_Exercise_
Pick out each line in the rows below that contains the string "woman" and copy those lines in full.

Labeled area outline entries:
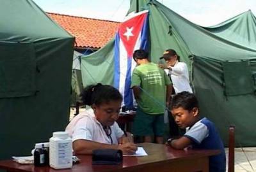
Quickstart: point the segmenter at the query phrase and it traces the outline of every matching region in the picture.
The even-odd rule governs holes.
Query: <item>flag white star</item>
[[[131,28],[126,27],[126,32],[125,32],[124,35],[126,36],[126,39],[127,39],[127,41],[129,41],[130,36],[134,36],[133,34],[132,33],[132,30],[133,30],[133,27]]]

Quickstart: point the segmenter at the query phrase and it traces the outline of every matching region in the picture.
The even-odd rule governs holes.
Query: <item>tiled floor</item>
[[[81,108],[79,111],[84,111],[84,108]],[[76,109],[71,108],[70,120],[74,117],[74,114],[75,113]],[[256,147],[243,148],[243,149],[244,152],[242,150],[242,148],[237,148],[235,149],[235,171],[256,171]],[[227,171],[228,151],[227,148],[226,148],[225,150]]]
[[[235,171],[256,171],[256,147],[243,148],[243,149],[244,151],[241,148],[235,149]],[[227,164],[228,164],[228,151],[227,148],[225,150]]]

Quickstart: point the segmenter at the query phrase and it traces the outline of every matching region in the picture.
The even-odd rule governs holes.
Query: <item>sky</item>
[[[45,11],[121,22],[129,0],[33,0]],[[159,0],[172,10],[202,26],[214,25],[251,10],[256,0]]]

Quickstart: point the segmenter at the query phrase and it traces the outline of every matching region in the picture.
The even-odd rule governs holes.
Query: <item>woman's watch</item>
[[[168,143],[168,145],[171,145],[172,141],[173,140],[173,138],[168,138],[167,140],[167,143]]]
[[[167,66],[167,69],[168,69],[169,70],[172,71],[172,66],[171,65],[168,66]]]

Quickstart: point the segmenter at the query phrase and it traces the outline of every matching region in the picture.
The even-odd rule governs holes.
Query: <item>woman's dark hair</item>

_Task answer_
Query: <item>woman's watch</item>
Query: <item>woman's dark hair</item>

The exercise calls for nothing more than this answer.